§ **READING PASSAGE**:
>>>>

24 Aug 2018

modernising street photography #3

The significance of street photography in the mental health of those who practice it was a fascinating insight for me from this year's Street London event. It was touched on in last year's event by Richard Sterne but two testimonies by Cam Crosland and David Gaberle were incredibly honest and all the more powerful for that. 
In a way they put the main theme of the event about ethics and morality into perspective.  
There was some consensus around the photographer's personal responsibility to treat people with respect but not to the point of self-censorship i.e. shoot first, then decide what to do afterwards. That visceral, instinctive response is for me one of the essences of working in the street. Over-thinking dilutes that spontaneity and indeed originality.  
However Jeff Mermelstein's private text photographs proved a challenge when the "how would you feel if it was you?" question was posed. Certainly using the technology of the day and reflecting the culture of the moment made it an interesting project for me and something ironically I was taken by in the inaugural London Street Photography Symposium.
Post production as illustrated by Chris Dorley-Brown's The Corners was another angle on the premise - or promise - of authenticity. That contract between photographer and viewer that what they're seeing did happen in reality. Ah reality, there's an idea. Merely an illusion, albeit a very persistent one.
These debates are not new. Take Weegee and Fenton for example. Yet it's interesting to consider the impact of digital on both these topics. Arguably the initial taking and then the re-making of photographs has engendered less and more thought respectively.
Dear me, this post is getting a little too existential. Back to the event.
It was refreshing to hear Simon Roberts talk, well introduced by what can be regarded as the first street photograph, highlighted the detailed planning that goes into his work. Hours of preparation for literally a handful of great images. 
Dorothy Bohm also proudly recounted her ability to make the most of the limited resources in post-war Manchester. Her lifelong commitment to photography was inspirational.
Perhaps Joel Meyerowitz nailed it in his address. Neatly closing the loop on Julie Hrudova's Street Repeat he made a powerful argument for the role - and the right - to take photographs in the street to make your own signature regardless of how original or not the composition or subject of the image. What's important is to be your own witness. I'd interpret that message both of the external and your internal worlds.
 Honest pictures.

29 Jul 2018

open city?

Rome has been in my sights for a while now. 
Perhaps it's the influence of William KleinRoberto Rosslini, or even Francesco Totti but it also has present day relevance at the front line of the debate about immigration, nationality and citizenship.

<<<<

§ **DIRECTIONS**:
**A)** Reproduce verbatim the part of the street photography post starting at "modernising street photography" and ending at "and indeed originality.".
**B)** Translate this sentence from the street photography post into Spanish: "Her lifelong commitment to photography was inspirational."
**C)** Answer these questions using the street photography post.
(i) At which event did the writer gain the insight about street photography and mental health?
(ii) Whose work is given as an illustration of post production?
(iii) Where did Dorothy Bohm make the most of limited resources?

§ **RECORDS SHOWN**:
>>>>

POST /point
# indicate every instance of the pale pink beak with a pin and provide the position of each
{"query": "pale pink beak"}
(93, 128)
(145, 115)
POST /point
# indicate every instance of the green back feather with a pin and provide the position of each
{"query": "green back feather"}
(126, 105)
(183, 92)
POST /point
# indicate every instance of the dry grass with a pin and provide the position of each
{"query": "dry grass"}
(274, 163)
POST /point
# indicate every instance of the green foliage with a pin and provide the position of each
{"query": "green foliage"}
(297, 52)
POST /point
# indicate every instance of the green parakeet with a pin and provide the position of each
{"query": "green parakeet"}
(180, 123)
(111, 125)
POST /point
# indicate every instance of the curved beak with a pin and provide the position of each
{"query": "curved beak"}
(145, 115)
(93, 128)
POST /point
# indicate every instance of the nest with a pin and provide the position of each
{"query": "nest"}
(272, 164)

<<<<

§ **EXERCISE RESPONSES**:
**A)**
modernising street photography #3

The significance of street photography in the mental health of those who practice it was a fascinating insight for me from this year's Street London event. It was touched on in last year's event by Richard Sterne but two testimonies by Cam Crosland and David Gaberle were incredibly honest and all the more powerful for that. 
In a way they put the main theme of the event about ethics and morality into perspective.  
There was some consensus around the photographer's personal responsibility to treat people with respect but not to the point of self-censorship i.e. shoot first, then decide what to do afterwards. That visceral, instinctive response is for me one of the essences of working in the street. Over-thinking dilutes that spontaneity and indeed originality.

**B)** Su compromiso de toda la vida con la fotografía fue inspirador.

**C)**
(i) This year's Street London event
(ii) Chris Dorley-Brown's The Corners
(iii) Post-war Manchester